REQUIRED TASK:
All entries are to be given again verbatim.

DATA PROVIDED:
* begin *

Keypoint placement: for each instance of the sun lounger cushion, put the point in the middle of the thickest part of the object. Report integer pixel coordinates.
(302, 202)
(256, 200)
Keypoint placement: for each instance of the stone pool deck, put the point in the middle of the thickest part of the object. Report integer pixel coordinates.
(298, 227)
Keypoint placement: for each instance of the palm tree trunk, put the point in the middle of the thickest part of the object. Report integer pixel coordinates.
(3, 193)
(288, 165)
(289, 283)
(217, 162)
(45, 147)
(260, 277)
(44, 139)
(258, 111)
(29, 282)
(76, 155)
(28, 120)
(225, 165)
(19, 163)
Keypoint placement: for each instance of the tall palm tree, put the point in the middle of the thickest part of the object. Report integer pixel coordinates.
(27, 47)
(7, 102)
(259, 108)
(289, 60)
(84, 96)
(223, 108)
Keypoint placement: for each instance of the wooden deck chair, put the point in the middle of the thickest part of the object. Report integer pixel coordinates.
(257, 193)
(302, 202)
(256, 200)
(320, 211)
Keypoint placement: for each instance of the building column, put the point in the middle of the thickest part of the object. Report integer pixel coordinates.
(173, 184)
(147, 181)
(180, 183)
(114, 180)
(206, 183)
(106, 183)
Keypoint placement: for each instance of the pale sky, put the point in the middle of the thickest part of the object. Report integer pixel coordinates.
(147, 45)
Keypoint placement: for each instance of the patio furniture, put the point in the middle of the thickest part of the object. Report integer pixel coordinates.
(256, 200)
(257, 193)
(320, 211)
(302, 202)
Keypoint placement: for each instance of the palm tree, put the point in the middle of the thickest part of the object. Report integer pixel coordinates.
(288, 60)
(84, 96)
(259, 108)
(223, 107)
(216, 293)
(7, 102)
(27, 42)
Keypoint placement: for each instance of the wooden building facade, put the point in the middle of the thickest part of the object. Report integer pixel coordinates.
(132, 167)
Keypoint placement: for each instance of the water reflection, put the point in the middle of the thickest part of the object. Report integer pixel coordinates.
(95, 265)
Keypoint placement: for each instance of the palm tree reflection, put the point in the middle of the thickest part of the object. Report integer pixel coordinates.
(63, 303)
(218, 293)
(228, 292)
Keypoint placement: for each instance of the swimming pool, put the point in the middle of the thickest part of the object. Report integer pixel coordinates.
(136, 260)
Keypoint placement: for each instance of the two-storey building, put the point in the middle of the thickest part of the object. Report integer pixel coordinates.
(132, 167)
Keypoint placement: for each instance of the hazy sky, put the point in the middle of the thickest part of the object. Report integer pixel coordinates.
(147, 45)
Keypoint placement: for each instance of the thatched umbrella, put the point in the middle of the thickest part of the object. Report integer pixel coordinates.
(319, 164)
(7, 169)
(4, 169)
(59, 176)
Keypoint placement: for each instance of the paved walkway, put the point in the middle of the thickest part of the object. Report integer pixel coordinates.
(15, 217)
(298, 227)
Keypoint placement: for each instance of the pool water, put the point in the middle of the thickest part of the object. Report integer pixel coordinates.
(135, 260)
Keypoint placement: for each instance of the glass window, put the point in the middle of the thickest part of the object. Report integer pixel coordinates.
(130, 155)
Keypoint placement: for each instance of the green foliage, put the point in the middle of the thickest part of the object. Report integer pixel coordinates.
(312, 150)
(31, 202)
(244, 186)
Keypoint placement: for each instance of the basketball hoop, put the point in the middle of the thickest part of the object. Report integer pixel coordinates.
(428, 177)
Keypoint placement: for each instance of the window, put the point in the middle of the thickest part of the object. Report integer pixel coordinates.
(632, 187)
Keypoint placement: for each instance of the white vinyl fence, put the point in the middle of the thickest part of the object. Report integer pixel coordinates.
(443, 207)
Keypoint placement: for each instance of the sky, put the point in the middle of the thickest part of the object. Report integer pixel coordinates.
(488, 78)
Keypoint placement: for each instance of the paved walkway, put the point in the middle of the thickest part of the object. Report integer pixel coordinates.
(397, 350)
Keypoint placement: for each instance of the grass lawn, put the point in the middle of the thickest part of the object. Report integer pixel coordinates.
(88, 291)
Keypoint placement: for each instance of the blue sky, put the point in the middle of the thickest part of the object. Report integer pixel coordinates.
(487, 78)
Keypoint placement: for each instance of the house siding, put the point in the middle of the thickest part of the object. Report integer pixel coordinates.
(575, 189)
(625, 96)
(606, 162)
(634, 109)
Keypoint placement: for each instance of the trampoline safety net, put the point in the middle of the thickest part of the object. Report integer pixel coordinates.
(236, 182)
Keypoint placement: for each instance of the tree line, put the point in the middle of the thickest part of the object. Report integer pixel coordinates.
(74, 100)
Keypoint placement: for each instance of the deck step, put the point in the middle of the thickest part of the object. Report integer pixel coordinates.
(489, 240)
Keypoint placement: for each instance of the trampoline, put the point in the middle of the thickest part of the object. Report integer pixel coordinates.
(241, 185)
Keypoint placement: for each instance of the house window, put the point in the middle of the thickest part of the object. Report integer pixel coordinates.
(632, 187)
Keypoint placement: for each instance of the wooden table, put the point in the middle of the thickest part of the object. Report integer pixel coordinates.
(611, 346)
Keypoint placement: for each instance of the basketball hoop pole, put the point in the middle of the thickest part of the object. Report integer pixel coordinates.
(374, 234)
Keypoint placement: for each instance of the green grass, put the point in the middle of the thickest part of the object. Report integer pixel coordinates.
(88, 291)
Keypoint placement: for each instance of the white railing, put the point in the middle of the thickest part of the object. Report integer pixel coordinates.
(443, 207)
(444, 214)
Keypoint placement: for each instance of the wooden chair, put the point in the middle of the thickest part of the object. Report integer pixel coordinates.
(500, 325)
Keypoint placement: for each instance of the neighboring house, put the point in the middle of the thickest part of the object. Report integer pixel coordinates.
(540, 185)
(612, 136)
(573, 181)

* end *

PROBLEM SOLUTION:
Keypoint placement: for each instance of the sun lounger cushion, put the point in the middle of the thickest part of the object. Report integer pixel coordinates.
(302, 202)
(256, 200)
Keypoint placement: for each instance of the stone pool deck, put the point in the middle of the thickest part of the object. Report integer pixel coordinates.
(298, 227)
Keypoint placement: for each instance of the palm tree trunk, put the point in the middle of the thickest part of the object. Report integer pixel coordinates.
(3, 193)
(288, 165)
(289, 283)
(217, 162)
(45, 147)
(260, 277)
(44, 139)
(258, 111)
(29, 282)
(76, 155)
(28, 120)
(225, 165)
(19, 163)
Keypoint placement: for each instance of the tall palm tree, put the point in the middle of the thickest part of the object. Report integer pixel coordinates.
(27, 47)
(7, 102)
(259, 108)
(289, 60)
(84, 96)
(223, 108)
Keypoint placement: for each instance of the wooden deck chair, put the point in the middle of the thickest part of the object. Report integer pixel coordinates.
(257, 193)
(302, 202)
(256, 200)
(320, 211)
Keypoint placement: for each instance of the building column, put the point in the middle of the thickest part of the object. Report integer pixel coordinates.
(173, 184)
(147, 181)
(180, 183)
(114, 180)
(206, 183)
(106, 183)
Keypoint placement: for each instance of the pale sky, put the point in the middle of the thickest part of the object. Report integer pixel coordinates.
(147, 45)
Keypoint placement: for each instance of the patio furniture, put the point in the middle of the thickest part of the object. Report integer pixel coordinates.
(256, 200)
(257, 193)
(320, 211)
(302, 202)
Keypoint placement: for each instance of the palm tree, put the point in the middle of the thickest part of the object. Report integer pixel coordinates.
(288, 60)
(84, 96)
(259, 108)
(223, 107)
(216, 293)
(7, 102)
(27, 42)
Keypoint placement: for each instance of the wooden building facade, put the point in the middle of the thickest part of the object. Report integer pixel coordinates.
(132, 167)
Keypoint placement: for each instance of the water reflection, put the point in the middle of the thickest part of the object. Report integer pixel coordinates.
(95, 265)
Keypoint placement: for each instance of the palm tree reflection, put the point in the middle of the thickest part of the object. Report integer pixel coordinates.
(63, 303)
(218, 293)
(228, 292)
Keypoint placement: for each instance of the swimming pool, put the point in the middle of the thickest part of the object. Report integer pixel coordinates.
(136, 260)
Keypoint placement: for each instance of the two-storey building, put the point in the middle of the thickest part of the object. Report integer pixel coordinates.
(132, 167)
Keypoint placement: for each instance of the hazy sky, put the point in the middle of the thickest part of the object. Report integer pixel coordinates.
(147, 45)
Keypoint placement: for each instance of the thatched umbrella, put the point in the middle of the thickest part of the object. Report integer pixel coordinates.
(319, 164)
(7, 169)
(4, 169)
(59, 176)
Keypoint placement: for each instance of the paved walkway, put the point in the middle of the thickest part of the object. Report integer pixel coordinates.
(15, 217)
(298, 227)
Keypoint placement: for each instance of the pool water, put the point in the middle of the thickest part of the object. Report integer pixel coordinates.
(135, 260)
Keypoint placement: for each instance of the glass window, put the point in the middle of the thickest part of the object. Report integer pixel coordinates.
(130, 155)
Keypoint placement: for each instance of the green foliage, put the point in the middle of the thickest part of the object. Report integer pixel coordinates.
(312, 150)
(31, 202)
(244, 186)
Keypoint placement: for each instance of the basketball hoop, put the point in the middle of the thickest part of the object. Report integer pixel coordinates.
(428, 177)
Keypoint placement: for each instance of the window, put the point in the middle of the thickest part of the object. Report integer pixel coordinates.
(632, 187)
Keypoint placement: for each instance of the white vinyl fence, put the point in the middle of the thickest part of the object. Report integer pixel coordinates.
(443, 207)
Keypoint placement: for each instance of the sky, put the point in the middle of the thickest part of the object. Report integer pixel coordinates.
(488, 78)
Keypoint placement: for each instance of the paved walkway, put the point in the middle of the thickest part of the object. Report integer pixel coordinates.
(397, 350)
Keypoint placement: for each instance of the grass lawn, put the point in the middle of the thickest part of the object. Report integer pixel coordinates.
(88, 291)
Keypoint placement: for each instance of the blue sky, put the point in the middle of the thickest part of the object. Report integer pixel coordinates.
(487, 78)
Keypoint placement: for each instance of the house siding, put the point in the middle of the thickest part of the object. Report integer pixel coordinates.
(575, 189)
(625, 96)
(606, 162)
(634, 109)
Keypoint placement: for each instance of the trampoline safety net, put the point in the middle of the thickest part of the object. Report integer pixel coordinates.
(236, 182)
Keypoint placement: for each instance of the tree line, put the point in the middle of the thickest part of the object. Report integer pixel coordinates.
(74, 100)
Keypoint placement: for each instance of the deck step, put the point in the middle of the thickest part of the object. Report integer pixel coordinates.
(489, 240)
Keypoint placement: for each instance of the trampoline, put the point in the middle of the thickest part of the object. Report integer pixel coordinates.
(241, 185)
Keypoint placement: for each instance of the house window, put the point in the middle of the thickest part of the object. Report integer pixel coordinates.
(632, 187)
Keypoint placement: for each instance of the wooden table, put the point in the middle of the thickest part of the object. Report integer pixel coordinates.
(611, 346)
Keypoint placement: for each instance of the basketball hoop pole, put the point in the middle of the thickest part of the object. Report integer pixel coordinates.
(374, 234)
Keypoint placement: for each instance of the green grass, put the point in the middle of the thickest part of the object. Report integer pixel coordinates.
(88, 291)
Keypoint placement: for each instance of the white railing, put the point in the middle of the thickest part of the object. Report integer pixel coordinates.
(443, 207)
(444, 214)
Keypoint placement: for each instance of the wooden chair, put the point in the middle of the thickest part of the object. Report integer pixel coordinates.
(500, 325)
Keypoint placement: for each instance of the neighboring house, put the point in the middle of the thickest part of the object. Report integer pixel coordinates.
(540, 185)
(612, 136)
(573, 181)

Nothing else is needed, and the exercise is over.